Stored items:

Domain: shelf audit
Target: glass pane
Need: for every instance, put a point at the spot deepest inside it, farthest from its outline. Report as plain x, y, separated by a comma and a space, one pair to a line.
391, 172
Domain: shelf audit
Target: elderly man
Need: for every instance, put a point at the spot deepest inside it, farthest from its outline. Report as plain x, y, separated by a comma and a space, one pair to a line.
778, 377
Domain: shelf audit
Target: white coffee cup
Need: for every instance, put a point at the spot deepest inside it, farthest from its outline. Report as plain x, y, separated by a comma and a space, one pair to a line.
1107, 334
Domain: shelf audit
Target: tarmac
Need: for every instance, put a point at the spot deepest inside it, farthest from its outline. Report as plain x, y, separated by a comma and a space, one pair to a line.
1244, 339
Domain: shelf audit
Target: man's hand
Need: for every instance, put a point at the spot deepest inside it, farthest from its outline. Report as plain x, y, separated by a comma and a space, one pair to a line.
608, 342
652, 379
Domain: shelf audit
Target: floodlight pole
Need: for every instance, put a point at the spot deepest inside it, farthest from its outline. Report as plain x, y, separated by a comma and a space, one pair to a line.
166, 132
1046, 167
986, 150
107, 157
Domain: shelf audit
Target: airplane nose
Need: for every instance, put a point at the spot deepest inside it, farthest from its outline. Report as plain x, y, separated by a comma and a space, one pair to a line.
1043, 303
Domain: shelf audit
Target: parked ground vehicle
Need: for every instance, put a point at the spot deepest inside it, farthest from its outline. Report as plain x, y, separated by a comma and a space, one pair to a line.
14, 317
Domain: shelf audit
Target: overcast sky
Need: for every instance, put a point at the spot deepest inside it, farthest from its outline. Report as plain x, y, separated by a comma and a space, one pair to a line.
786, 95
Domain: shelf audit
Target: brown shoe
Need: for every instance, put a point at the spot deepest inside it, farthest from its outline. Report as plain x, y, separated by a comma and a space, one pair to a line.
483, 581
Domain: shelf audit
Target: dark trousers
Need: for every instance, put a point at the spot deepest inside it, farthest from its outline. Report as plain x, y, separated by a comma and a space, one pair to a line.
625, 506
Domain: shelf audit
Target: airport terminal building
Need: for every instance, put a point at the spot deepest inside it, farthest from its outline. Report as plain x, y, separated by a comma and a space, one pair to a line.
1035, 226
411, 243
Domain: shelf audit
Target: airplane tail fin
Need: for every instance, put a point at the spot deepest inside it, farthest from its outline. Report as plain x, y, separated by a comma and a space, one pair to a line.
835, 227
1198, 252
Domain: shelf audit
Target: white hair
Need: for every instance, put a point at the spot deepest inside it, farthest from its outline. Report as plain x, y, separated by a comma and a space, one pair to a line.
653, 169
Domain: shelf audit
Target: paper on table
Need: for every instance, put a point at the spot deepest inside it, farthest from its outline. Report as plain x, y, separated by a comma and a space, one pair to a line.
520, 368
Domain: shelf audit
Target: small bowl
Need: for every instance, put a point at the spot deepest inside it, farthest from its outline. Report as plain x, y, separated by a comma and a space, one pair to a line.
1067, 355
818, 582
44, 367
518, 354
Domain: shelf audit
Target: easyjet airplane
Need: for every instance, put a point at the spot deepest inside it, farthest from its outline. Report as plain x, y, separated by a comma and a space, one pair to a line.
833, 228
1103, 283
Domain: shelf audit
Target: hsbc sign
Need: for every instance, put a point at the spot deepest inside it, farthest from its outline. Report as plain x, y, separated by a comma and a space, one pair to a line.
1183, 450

==

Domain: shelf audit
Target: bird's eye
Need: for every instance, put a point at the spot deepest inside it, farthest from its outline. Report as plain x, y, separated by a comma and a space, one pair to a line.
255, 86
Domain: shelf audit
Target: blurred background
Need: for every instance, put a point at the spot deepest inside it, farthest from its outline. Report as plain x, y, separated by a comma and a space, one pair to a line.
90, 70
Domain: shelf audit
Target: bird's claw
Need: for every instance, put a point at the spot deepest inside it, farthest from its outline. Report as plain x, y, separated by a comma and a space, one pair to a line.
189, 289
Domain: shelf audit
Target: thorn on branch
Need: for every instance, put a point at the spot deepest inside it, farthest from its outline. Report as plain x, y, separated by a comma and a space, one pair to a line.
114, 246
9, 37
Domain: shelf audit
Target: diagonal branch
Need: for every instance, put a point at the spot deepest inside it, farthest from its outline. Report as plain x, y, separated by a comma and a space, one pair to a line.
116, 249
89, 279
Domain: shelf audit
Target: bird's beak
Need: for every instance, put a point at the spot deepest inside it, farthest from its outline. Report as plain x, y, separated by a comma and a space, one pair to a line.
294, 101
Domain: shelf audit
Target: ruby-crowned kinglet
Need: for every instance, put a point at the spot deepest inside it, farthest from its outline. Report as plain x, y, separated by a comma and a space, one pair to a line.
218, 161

■ **Work instruction**: Every line above that includes "airplane" counts toward one total; give that total by itself.

■ **Result of the task**: 3